Start of Supplied information

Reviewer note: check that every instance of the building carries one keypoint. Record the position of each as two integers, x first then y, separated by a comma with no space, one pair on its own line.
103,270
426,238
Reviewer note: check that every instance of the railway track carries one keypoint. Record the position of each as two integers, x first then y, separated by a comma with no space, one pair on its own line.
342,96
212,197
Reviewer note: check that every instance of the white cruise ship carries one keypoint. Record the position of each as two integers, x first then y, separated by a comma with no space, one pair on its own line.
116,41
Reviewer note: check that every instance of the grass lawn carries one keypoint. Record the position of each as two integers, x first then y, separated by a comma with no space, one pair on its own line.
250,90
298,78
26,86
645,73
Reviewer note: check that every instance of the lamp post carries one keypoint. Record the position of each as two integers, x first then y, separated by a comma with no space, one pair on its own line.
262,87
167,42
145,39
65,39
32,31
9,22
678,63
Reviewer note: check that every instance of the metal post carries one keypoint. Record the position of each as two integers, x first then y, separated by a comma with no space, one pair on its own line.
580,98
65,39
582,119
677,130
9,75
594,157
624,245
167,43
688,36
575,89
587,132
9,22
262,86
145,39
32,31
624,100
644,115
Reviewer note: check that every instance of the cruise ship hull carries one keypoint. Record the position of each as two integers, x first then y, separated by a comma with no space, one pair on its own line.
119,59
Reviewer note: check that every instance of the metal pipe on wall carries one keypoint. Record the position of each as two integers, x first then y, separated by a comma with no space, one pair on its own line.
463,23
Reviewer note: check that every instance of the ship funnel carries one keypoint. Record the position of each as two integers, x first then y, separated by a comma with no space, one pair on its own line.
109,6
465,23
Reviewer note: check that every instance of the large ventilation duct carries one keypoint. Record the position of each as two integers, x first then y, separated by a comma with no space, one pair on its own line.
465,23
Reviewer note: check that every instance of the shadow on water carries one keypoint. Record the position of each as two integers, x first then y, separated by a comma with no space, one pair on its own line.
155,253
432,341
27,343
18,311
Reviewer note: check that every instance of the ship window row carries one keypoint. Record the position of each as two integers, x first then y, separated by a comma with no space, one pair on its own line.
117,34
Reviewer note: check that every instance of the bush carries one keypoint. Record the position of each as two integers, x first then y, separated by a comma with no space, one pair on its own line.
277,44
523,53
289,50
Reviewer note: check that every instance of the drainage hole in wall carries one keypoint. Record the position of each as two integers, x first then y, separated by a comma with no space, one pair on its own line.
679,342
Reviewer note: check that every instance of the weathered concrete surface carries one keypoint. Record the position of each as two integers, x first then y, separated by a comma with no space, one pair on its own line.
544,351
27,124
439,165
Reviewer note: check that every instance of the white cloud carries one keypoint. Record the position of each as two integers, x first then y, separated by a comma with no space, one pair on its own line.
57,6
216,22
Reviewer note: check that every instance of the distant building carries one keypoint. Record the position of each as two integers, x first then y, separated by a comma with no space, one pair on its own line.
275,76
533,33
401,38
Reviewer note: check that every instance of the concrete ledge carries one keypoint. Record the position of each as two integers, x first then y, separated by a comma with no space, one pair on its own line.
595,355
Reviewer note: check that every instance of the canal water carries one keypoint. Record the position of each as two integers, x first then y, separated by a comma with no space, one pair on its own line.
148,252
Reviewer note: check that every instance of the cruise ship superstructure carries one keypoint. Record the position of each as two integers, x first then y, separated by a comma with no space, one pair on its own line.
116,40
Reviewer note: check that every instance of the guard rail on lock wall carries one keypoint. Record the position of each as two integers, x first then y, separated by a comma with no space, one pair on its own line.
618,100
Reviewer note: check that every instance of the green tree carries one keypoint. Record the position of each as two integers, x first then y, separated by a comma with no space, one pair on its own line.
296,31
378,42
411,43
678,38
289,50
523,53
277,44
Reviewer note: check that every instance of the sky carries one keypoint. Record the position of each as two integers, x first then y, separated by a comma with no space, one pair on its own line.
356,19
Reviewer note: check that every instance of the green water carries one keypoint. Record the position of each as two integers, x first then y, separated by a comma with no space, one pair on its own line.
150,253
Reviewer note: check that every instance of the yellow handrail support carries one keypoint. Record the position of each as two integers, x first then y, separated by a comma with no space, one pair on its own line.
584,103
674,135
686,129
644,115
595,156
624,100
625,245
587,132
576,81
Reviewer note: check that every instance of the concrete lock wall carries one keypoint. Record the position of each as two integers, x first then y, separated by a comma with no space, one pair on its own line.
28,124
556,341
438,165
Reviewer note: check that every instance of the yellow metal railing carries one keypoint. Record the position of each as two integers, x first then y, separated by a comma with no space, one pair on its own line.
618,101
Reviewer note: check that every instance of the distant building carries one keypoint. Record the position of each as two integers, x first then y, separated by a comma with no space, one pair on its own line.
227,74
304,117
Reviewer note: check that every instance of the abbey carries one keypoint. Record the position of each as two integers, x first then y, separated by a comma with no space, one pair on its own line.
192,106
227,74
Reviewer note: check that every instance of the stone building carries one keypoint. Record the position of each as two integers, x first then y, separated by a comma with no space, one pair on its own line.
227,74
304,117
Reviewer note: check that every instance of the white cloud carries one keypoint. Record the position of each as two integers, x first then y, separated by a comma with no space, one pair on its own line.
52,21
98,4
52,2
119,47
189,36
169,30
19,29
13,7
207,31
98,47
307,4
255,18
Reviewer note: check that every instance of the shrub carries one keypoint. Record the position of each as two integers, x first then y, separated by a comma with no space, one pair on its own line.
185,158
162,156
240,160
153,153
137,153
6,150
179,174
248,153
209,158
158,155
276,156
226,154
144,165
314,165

End of Supplied information

• Problem to solve: Repeat the whole of the data verbatim, as it reads above.

• Finished task:
Reviewer note: check that every instance of the building carries one keypoint. Record the position of each as two integers, x first then y, separated by a comma with no space, one pair on its own line.
103,270
426,238
Reviewer note: check that every instance of the railway track carries one keypoint. Record the position of each as two integers, x first then y, separated by a comma with no space, one pair on its own line.
342,96
212,197
Reviewer note: check that every instance of the white cruise ship carries one keypoint. Record the position of each as two integers, x first then y, separated by a comma with no space, one pair on its own line.
116,41
Reviewer note: check that every instance of the grass lawn carries one keypoint. Record the position of each as two integers, x first then y, separated by a comma with no space, one pair on its own line.
250,90
298,78
26,86
645,73
Reviewer note: check that every instance of the lamp post carries one keypoint. Record the position of each as two integers, x first then y, separated by a comma with no space, one pair on its own line.
262,87
167,42
145,39
65,39
32,31
9,22
678,63
Reviewer note: check that every instance of the metal post carries one keypoint. Record the position of each as two integers, x first then y, separated by a comma with no space, one pair on its own line.
580,98
65,39
582,119
677,130
9,75
594,157
624,245
167,43
688,36
575,89
587,132
9,22
262,86
145,39
32,31
624,100
644,115
Reviewer note: check that every instance of the cruise ship hull carries one keypoint. Record the position of each as two integers, x first then y, separated by a comma with no space, one pair on its own line.
119,59
Reviewer note: check that every instance of the metal pipe on wall carries one keypoint. Record the position of each as two integers, x first then y, separated by a comma with no space, one pair on its own line.
463,23
Reviewer note: check that every instance of the ship funnel carries one keypoint. Record the position of each as two integers, x first then y, separated by a comma with no space, one pair on its own line.
109,6
465,23
Reviewer note: check that every instance of the large ventilation duct carries one keypoint. Record the position of each as two integers, x first then y, separated by a comma with no space, one pair on its own line.
465,23
Reviewer note: check that every instance of the shadow on water carries one keypoint. Record the position of each as two integers, x first then y, separated by a comma with no space, one pair on its own line.
155,253
432,341
27,343
18,311
Reviewer note: check that every instance of the ship window row carries one keypoint. Record the position of each as two integers, x first then y, separated by a comma with no space, one pair on its own line.
117,34
Reviewer note: check that every instance of the bush carries one keypoint. Record the position of each as two integers, x first then y, separated by a comma with no space, one pair on its own line.
277,44
523,53
289,50
Reviewer note: check that every instance of the drainage hole in wall carries one keypoint. Record the position of each as two integers, x first then y, separated by a comma with no space, one pair on its own line.
679,342
Reviewer note: check that every instance of the weathered concrete surface carries one keypoint. Record the position of each as two integers, x first then y, separated by a comma with no space, one pair on its own line.
544,351
27,124
439,165
Reviewer note: check that every instance of the white cloud carries one keypoint. Record the position of each as two integers, x first then y, separated by a comma with no space, one pair on its own line.
57,6
216,22
Reviewer note: check that every instance of the distant building carries one keypoint. Record the position of each as two integers, x first then y, separated by a comma with no space, one pair on its own line.
275,76
533,33
401,38
Reviewer note: check that every instance of the concrete ledge carries one keypoint. Record the position of each as two integers, x first then y, separated by a comma with no space, one pair on its own line.
595,355
Reviewer note: check that every instance of the canal water carries one keypoint. Record the position of each as two integers, x first then y, separated by a comma with no space, one pair on its own line.
148,252
Reviewer note: check that every instance of the cruise ship superstructure carries one keypoint. Record the position of each as two integers, x first then y, separated by a comma with no space, one pair on its own line.
116,40
Reviewer note: check that every instance of the guard rail on lock wall carries one keypoint. Record the position of each as two integers, x first then y, separated by a comma with no space, one pair on its own line.
618,100
Reviewer note: check that every instance of the green tree carries one keypoint. Record the position of each as two integers, x first then y, separated by a comma with no space, one pair on its own line.
296,31
378,42
411,43
678,38
289,50
523,53
277,44
Reviewer note: check that every instance of the sky carries one keypoint. Record the position of each as two integers, x first then y, separated by a comma with no space, one pair on its own line.
356,19
Reviewer note: check that every instance of the green water carries one keypoint. Record the position of each as two integers, x first then y, separated by a comma with no space, one pair on its own line.
150,253
Reviewer note: check that every instance of the yellow handrail support carries one keypoint. Record the position of each as two integers, x first then y, separated by a comma with no space, one pair on its own line.
584,103
674,135
686,129
644,115
595,156
624,100
625,245
587,132
576,81
Reviewer note: check that every instance of the concrete lock wall carries one keypoint. Record the position of each as two integers, x first then y, separated by a comma with no space, one pair on its own line.
28,124
556,341
438,165
Reviewer note: check that every instance of the yellow metal railing carries one keypoint. Record the position of each as two integers, x first then y, separated by a comma with no space, one pair on its own line.
618,101
Reviewer note: check that every instance of the distant building carries one keypoint. Record the position of each as two integers, x first then y, separated by a comma with no space, one pair on its own line.
227,74
304,117
Reviewer note: check that every instance of the abbey carries one keypoint. Record the position of each as two integers, x first then y, separated by a comma with no space, one pair on its own line.
192,106
227,74
Reviewer note: check that every instance of the stone building carries one keypoint. Record the position of each as two integers, x first then y, separated by a comma with no space, one pair on its own line.
227,74
304,117
Reviewer note: check that every instance of the white cloud carries one keypoint. Record the position of each as two integers, x first then y, separated by a comma with no space, one pair on its own line.
52,21
98,4
52,2
119,47
189,36
169,30
19,29
13,7
207,31
98,47
307,4
255,18
Reviewer note: check that every instance of the shrub carries one keypoint. Record the position of each as two integers, x first then y, separated by a comma with no space, one pair on its own line.
185,158
162,156
240,160
153,153
137,153
6,150
179,174
248,153
209,158
158,155
276,156
226,154
144,165
314,165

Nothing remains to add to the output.